■ **DIRECTIVE A**:
Duplicate the passage of the mortgage fraud article starting with "Solicitor negligence" and going on through "risk of commoditisation.".
■ **DIRECTIVE B**:
In the mortgage fraud article, condense the paragraph beginning "Mortgage fraud is one of the most significant risks to lenders" into one or two shorter sentences that keep its main facts.
■ **DIRECTIVE C**:
According to the mortgage fraud article, how many reports of bogus firms did the Solicitors Regulation Authority receive in 2013?

■ **SOURCE PASSAGE**:
* * * * *
In a recent survey conducted by TM Group, 28 members of the Council of Mortgage Lenders (CML) indicated where they thought the biggest risks originated. More importantly, they were asked what the impact was of these risks and how they can best be managed.
Mortgage fraud is one of the most significant risks to lenders. In its 2013 annual fraud indicator report, the National Fraud Authority estimated the annual loss attributed to mortgage fraud at £1bn. Not only can financial crime prove extremely expensive for a lender, but it can also pose a threat to their credibility with the public.
Solicitor negligence
Steps have been taken by both the CML and the Financial Services Authority to reduce the risk of mortgage fraud, but, in 2013, the Financial Times reported that mortgage fraud
is more widespread than ever before. Indeed, it was revealed in a report by Experian that attempted mortgage fraud
rose to 38 cases in every 10,000 applications in 2012, up from
35 incidents per 10,000 applications in 2011.
Interestingly, between 65
and 75 per cent of professional indemnity insurance (PII) claims against solicitors typically
relate to property transactions, and it’s certainly the case that conveyancing is among the riskiest sectors within the legal profession.
Negligence can come in different forms, however,
as pressure on residential conveyancing fees has seen a tendency for conveyancing work to become increasingly driven by processes and be at risk of commoditisation.
The profession has, at the same time, been targeted to a greater extent than ever before by petty fraudsters and organised criminal gangs,
who have spotted the opportunity for rich pickings
in property transactions. Indeed, it was reported recently that the Solicitors Regulation Authority received 549 reports of bogus firms in 2013, a 57 per cent increase on the number from 2012.
So, with criminal activity on the rise and with strains on the time and resources available to firms, it’s increasingly vital to carry out thorough checks
when processing property transactions.
Bogus firms
The issue for solicitors is
that fraud will not always
be immediately apparent. Fraudsters will often use at
least one professional within
the transaction, whether that professional is involved or
not, but, as the Law Society explains in its anti-mortgage fraud guidance note: ‘Courts
will assume a high level of knowledge and education on your part. They will often be less willing to accept claims that you were unwittingly involved if you have not applied appropriate due diligence.’
A recent case evidencing
this was Santander UK v RA Legal Solicitors [2014] EWCA Civ 183,
in which the now-defunct firm RA Legal was found to be negligent in unwittingly paying £150,000 of Santander’s money to a bogus law firm. It is therefore increasingly vital to check the actual solicitor you’re dealing with, even if you are aware of
the firm.
Timing is also important. There have been numerous reports that conveyancers or support staff are targeted at 3pm on a Friday afternoon by fraudsters.
* * * * *
■ **PROVIDED DATA**:
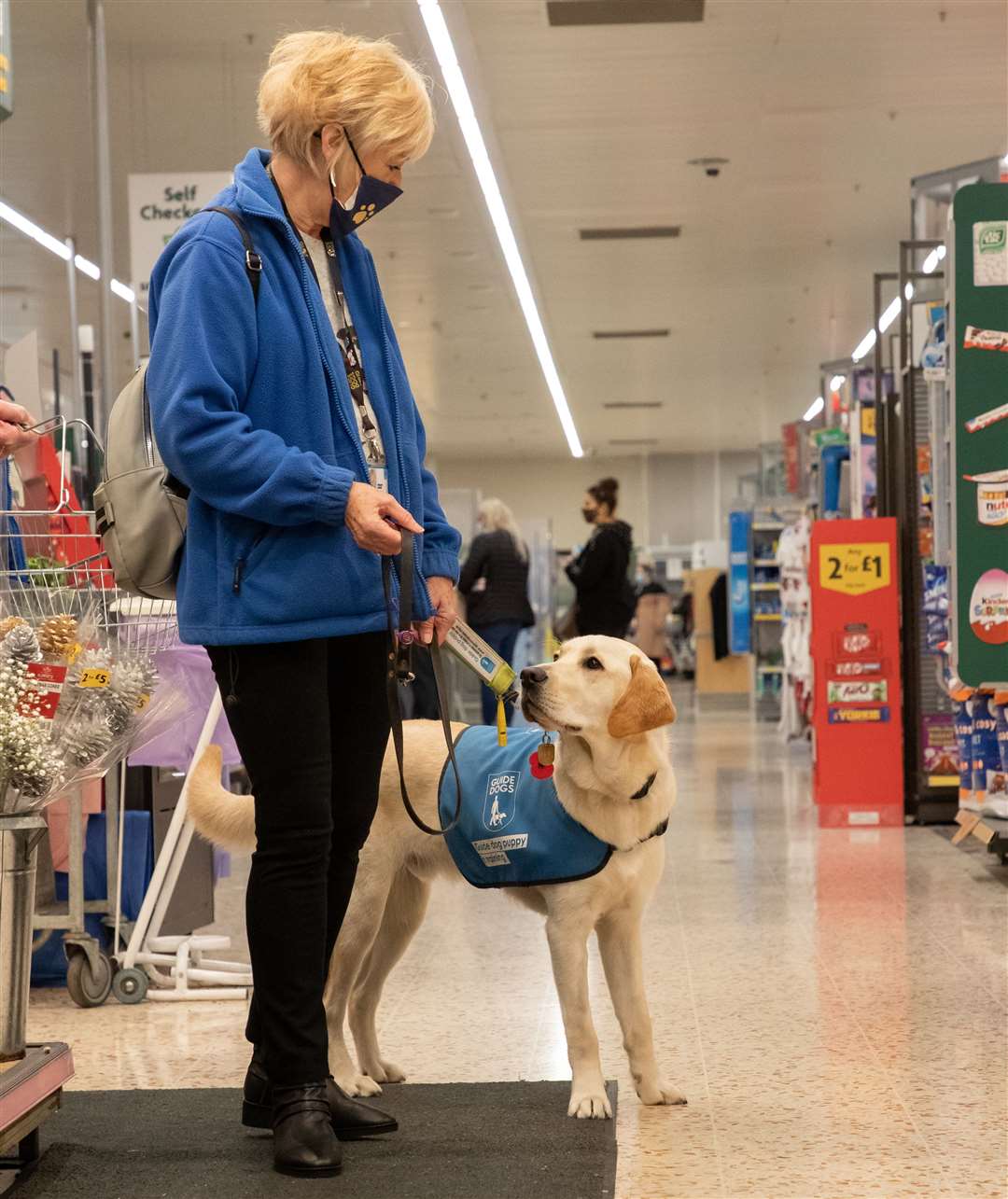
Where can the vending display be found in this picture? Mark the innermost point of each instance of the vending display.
* * * * *
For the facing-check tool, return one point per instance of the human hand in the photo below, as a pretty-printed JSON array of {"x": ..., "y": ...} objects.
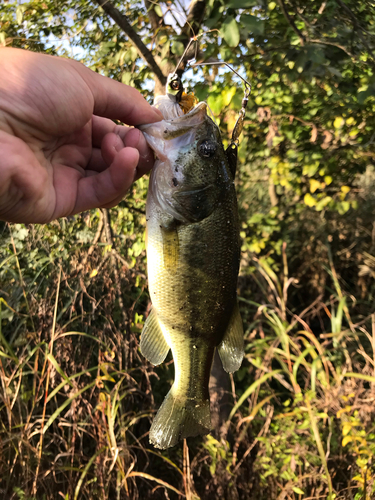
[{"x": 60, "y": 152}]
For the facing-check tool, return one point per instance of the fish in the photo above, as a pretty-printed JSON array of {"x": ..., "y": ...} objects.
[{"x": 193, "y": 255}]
* * * * *
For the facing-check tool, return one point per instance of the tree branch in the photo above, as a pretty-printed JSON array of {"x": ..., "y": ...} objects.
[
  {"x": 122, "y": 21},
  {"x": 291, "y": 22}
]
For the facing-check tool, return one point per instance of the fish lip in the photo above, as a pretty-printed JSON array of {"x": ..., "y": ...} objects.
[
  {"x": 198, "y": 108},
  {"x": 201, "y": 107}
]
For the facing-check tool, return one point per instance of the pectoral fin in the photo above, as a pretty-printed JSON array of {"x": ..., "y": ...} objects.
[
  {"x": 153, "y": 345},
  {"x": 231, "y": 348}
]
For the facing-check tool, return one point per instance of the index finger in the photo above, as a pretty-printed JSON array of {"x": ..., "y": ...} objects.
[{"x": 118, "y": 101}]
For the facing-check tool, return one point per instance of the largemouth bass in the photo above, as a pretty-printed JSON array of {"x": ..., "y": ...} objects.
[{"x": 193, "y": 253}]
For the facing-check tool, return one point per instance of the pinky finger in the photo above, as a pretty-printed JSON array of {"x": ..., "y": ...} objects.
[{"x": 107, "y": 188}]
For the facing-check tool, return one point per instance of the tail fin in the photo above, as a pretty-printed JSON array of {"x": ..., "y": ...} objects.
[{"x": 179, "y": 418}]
* * * * *
■ **FINAL RESULT A**:
Solicitor negligence
Steps have been taken by both the CML and the Financial Services Authority to reduce the risk of mortgage fraud, but, in 2013, the Financial Times reported that mortgage fraud
is more widespread than ever before. Indeed, it was revealed in a report by Experian that attempted mortgage fraud
rose to 38 cases in every 10,000 applications in 2012, up from
35 incidents per 10,000 applications in 2011.
Interestingly, between 65
and 75 per cent of professional indemnity insurance (PII) claims against solicitors typically
relate to property transactions, and it’s certainly the case that conveyancing is among the riskiest sectors within the legal profession.
Negligence can come in different forms, however,
as pressure on residential conveyancing fees has seen a tendency for conveyancing work to become increasingly driven by processes and be at risk of commoditisation.

■ **FINAL RESULT B**:
Mortgage fraud is among lenders' biggest risks. The National Fraud Authority's 2013 annual fraud indicator report estimated it costs £1bn a year, and such crime can be very expensive for a lender and can threaten its credibility with the public.

■ **FINAL RESULT C**:
549 reports, a 57 percent increase over 2012.